— Kurze Übung 1 —
Gib den folgenden Text über al-Ǧābirī vollständig und Wort für Wort wieder.

— Auszug —

----

Muḥammad Abed al-Ǧābirī und die Kritik der arabischen Vernunft

Artikel 10.07.2018 Redaktionsteam

Der vorliegende Artikel befasst sich mit dem marokkanischen Philosophen Muḥammad Abed al-Ǧābirī (gest. 2010), der zu den bedeutendsten Kritikern der islamischen Moderne gehört. In seinem vierbändigen Hauptwerk Naqd al-ʿaql al-ʿarabī (Kritik der arabischen Vernunft) äußert er seine reformatorischen Gedanken zur Neubegründung des arabischen Rationalismus, welche vor allem an die Gedanken des rationalistischen muslimischen Philosophen Ibn Rušd bzw. Averroes (gest. 1198) angelehnt sind.

----

— Kurze Übung 2 —
Nenne jede Zeile, die die Zeichenfolge „plank“ enthält, und übernimm sie vollständig. Groß- und Kleinschreibung ist zu beachten.

(Einträge eines Datensatzes)
----

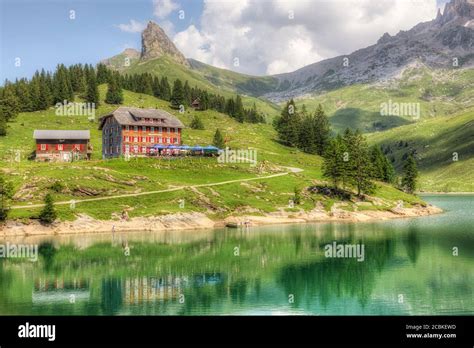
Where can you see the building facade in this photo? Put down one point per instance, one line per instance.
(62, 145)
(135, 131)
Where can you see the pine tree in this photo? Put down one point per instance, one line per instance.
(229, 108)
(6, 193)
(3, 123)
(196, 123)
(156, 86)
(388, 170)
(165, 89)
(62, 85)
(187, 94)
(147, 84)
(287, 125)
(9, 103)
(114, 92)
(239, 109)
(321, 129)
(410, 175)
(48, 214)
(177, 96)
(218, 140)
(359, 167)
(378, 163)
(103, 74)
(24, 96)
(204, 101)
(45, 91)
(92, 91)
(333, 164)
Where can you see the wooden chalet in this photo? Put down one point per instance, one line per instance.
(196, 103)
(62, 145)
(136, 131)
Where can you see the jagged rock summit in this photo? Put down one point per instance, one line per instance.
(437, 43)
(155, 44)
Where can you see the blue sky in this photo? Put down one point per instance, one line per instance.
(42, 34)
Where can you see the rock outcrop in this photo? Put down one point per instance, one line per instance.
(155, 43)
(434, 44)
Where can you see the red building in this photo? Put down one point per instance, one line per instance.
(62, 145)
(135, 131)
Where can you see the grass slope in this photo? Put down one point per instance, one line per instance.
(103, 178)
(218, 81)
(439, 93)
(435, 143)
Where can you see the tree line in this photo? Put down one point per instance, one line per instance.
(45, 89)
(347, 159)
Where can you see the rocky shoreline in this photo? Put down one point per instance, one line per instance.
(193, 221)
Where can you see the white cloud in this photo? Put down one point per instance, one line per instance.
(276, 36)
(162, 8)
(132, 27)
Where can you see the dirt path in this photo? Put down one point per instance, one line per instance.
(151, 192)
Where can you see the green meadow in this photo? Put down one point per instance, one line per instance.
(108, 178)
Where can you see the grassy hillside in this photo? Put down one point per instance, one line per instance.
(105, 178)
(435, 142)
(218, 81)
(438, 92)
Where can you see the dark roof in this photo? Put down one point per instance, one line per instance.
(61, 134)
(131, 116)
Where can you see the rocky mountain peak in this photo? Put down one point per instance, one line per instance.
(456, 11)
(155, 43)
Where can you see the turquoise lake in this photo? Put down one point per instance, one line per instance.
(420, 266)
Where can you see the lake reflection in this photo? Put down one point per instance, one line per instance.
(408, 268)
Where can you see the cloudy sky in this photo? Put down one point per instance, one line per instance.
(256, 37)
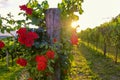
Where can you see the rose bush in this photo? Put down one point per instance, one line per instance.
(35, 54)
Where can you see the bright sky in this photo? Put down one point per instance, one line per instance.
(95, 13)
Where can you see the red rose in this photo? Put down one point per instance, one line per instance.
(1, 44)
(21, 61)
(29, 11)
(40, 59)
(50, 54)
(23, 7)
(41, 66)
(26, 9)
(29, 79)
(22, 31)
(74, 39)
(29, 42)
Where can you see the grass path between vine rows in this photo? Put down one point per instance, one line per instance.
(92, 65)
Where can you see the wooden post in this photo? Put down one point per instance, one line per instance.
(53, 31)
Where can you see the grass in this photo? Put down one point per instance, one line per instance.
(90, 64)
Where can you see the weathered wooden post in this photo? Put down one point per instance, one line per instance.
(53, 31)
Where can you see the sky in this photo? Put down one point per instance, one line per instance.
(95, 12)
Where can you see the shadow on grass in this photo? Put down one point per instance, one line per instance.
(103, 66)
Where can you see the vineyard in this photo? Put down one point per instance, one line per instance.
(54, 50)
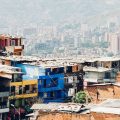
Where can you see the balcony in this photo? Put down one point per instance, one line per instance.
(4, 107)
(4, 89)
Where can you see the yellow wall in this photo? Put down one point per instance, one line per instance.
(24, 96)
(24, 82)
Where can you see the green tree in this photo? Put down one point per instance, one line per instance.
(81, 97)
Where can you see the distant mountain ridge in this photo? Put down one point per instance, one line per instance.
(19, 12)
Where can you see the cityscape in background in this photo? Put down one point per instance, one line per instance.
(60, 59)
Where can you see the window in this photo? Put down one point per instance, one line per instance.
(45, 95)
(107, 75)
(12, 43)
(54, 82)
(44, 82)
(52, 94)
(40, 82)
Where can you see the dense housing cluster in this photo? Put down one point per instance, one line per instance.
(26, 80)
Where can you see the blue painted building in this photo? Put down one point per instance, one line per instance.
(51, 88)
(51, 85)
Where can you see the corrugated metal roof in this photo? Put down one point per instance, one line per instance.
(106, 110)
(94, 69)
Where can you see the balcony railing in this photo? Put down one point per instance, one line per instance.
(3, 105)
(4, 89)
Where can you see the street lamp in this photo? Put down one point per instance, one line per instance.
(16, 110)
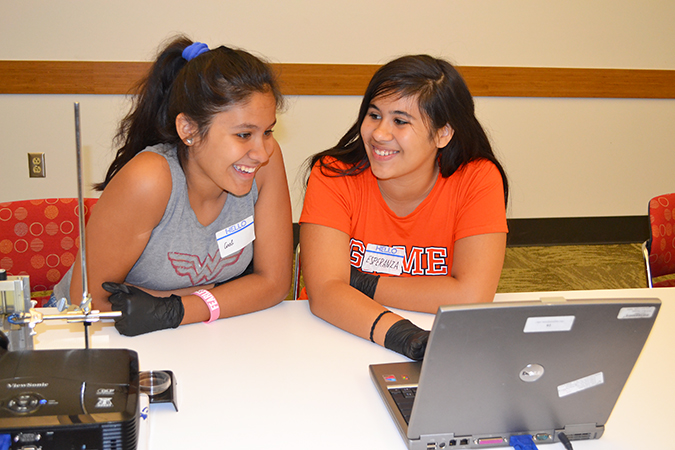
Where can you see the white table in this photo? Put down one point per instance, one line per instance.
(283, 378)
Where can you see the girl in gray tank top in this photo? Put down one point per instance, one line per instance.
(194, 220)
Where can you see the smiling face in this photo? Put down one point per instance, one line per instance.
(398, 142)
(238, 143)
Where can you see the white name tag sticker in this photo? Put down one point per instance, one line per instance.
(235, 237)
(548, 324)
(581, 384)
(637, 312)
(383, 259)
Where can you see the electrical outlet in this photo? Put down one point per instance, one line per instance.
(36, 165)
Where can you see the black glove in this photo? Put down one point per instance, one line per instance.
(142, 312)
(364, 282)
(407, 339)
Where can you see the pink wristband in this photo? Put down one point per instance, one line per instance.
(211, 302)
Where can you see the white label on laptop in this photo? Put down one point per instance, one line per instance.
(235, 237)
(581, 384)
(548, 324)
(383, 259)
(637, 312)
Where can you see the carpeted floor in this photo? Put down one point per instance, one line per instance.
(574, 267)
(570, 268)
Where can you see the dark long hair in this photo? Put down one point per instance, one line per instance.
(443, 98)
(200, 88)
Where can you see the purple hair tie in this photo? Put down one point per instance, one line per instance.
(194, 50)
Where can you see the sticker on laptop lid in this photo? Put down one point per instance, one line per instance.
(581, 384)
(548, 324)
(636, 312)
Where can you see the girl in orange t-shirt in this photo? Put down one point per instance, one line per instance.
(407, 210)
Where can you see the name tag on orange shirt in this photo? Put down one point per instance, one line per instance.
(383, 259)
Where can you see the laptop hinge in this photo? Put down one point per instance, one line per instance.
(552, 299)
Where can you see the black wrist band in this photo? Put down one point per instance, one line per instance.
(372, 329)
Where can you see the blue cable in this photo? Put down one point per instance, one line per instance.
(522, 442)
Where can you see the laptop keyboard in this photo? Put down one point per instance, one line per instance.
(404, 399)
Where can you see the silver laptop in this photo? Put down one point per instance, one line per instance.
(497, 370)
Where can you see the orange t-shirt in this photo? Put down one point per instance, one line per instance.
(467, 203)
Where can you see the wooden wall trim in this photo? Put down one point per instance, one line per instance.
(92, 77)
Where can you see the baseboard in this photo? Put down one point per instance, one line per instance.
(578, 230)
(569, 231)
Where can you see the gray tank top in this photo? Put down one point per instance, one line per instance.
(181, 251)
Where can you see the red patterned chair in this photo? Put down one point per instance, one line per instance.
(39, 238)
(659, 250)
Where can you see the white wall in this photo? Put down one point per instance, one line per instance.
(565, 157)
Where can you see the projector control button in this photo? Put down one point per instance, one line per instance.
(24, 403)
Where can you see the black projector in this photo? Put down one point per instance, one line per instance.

----

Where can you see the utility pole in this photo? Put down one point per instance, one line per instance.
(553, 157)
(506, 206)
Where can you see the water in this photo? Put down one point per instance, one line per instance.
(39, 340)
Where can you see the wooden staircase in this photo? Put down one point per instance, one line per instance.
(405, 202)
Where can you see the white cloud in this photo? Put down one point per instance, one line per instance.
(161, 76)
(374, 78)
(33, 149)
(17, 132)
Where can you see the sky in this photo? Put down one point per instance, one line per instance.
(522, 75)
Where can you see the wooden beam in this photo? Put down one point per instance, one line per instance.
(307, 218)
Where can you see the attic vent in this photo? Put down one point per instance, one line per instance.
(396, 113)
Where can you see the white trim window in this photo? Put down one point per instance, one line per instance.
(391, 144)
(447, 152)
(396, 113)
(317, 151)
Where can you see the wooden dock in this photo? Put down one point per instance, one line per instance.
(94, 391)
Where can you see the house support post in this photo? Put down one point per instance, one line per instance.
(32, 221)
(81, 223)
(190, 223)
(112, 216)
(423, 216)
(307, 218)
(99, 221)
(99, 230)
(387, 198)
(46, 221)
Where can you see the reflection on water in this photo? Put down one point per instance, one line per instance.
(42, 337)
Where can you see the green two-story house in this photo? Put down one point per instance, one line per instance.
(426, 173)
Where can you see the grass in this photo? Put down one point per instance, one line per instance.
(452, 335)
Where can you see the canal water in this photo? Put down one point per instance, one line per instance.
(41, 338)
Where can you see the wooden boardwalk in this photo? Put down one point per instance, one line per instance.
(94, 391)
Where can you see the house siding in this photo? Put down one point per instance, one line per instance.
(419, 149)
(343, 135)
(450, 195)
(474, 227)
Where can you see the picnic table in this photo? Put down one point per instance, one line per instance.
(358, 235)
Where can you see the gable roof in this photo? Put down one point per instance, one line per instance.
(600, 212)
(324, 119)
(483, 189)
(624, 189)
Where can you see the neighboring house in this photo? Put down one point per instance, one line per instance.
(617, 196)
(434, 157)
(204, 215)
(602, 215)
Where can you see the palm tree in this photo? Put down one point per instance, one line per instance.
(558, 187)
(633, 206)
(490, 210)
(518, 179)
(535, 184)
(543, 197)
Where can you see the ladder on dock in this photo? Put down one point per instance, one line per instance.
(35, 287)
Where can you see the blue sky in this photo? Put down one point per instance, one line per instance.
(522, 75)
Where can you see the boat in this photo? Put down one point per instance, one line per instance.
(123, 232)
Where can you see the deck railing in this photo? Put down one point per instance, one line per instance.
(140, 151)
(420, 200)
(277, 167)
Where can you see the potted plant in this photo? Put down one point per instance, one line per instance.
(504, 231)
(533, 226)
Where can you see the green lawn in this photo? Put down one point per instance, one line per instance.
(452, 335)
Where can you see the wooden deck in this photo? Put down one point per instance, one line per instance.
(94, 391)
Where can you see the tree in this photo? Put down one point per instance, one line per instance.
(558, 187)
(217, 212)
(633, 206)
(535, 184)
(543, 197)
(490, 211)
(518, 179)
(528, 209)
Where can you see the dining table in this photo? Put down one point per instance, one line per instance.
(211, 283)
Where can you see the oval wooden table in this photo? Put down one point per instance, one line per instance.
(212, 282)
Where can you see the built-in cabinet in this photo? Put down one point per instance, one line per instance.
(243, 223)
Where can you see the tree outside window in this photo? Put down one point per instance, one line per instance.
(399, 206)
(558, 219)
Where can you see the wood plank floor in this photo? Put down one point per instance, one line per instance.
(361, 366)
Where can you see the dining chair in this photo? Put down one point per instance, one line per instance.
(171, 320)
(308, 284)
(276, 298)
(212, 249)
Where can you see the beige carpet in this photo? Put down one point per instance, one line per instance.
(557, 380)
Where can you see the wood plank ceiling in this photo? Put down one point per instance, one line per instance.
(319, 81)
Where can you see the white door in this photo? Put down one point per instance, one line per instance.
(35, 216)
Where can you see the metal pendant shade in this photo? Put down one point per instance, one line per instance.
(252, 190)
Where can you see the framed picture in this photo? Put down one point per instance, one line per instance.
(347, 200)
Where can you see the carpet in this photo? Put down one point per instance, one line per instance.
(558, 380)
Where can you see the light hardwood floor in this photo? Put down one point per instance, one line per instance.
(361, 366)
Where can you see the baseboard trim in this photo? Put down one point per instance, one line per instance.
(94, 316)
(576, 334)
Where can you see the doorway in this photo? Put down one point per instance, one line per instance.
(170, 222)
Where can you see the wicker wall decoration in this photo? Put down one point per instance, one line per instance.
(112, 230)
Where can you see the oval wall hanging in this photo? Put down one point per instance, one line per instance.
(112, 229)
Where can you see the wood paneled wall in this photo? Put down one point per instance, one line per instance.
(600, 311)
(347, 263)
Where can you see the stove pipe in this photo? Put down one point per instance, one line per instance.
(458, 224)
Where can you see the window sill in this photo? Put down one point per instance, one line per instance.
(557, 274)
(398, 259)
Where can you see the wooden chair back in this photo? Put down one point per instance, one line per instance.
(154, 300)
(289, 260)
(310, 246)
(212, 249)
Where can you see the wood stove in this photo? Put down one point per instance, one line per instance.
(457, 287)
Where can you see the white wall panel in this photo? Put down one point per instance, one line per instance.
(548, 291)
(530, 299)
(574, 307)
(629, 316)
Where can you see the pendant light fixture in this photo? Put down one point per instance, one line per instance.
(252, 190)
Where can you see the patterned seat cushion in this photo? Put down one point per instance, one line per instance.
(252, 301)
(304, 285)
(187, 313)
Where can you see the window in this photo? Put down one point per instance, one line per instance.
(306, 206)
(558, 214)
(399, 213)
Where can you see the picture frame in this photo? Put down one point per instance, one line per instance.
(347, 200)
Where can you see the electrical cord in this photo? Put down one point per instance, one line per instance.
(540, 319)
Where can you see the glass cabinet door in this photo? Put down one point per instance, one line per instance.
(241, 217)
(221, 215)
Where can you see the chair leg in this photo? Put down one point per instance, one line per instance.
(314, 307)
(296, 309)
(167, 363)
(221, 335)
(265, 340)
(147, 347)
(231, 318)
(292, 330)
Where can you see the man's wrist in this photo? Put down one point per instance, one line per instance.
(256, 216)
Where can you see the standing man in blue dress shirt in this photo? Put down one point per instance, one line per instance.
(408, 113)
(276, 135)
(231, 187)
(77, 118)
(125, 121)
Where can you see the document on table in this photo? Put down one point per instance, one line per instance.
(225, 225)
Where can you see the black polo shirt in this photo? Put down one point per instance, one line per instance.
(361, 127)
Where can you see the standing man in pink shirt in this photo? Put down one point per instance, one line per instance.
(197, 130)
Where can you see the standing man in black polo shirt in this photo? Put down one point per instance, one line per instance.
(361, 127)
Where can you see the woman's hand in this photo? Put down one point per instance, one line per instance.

----

— Ausgabe 1 —
Muḥammad Abed al-Ǧābirī und die Kritik der arabischen Vernunft

Artikel 10.07.2018 Redaktionsteam

Der vorliegende Artikel befasst sich mit dem marokkanischen Philosophen Muḥammad Abed al-Ǧābirī (gest. 2010), der zu den bedeutendsten Kritikern der islamischen Moderne gehört. In seinem vierbändigen Hauptwerk Naqd al-ʿaql al-ʿarabī (Kritik der arabischen Vernunft) äußert er seine reformatorischen Gedanken zur Neubegründung des arabischen Rationalismus, welche vor allem an die Gedanken des rationalistischen muslimischen Philosophen Ibn Rušd bzw. Averroes (gest. 1198) angelehnt sind.

— Ausgabe 2 —
Where can you see the wood plank floor in this photo? Put down one point per instance, one line per instance.
Where can you see the wood plank ceiling in this photo? Put down one point per instance, one line per instance.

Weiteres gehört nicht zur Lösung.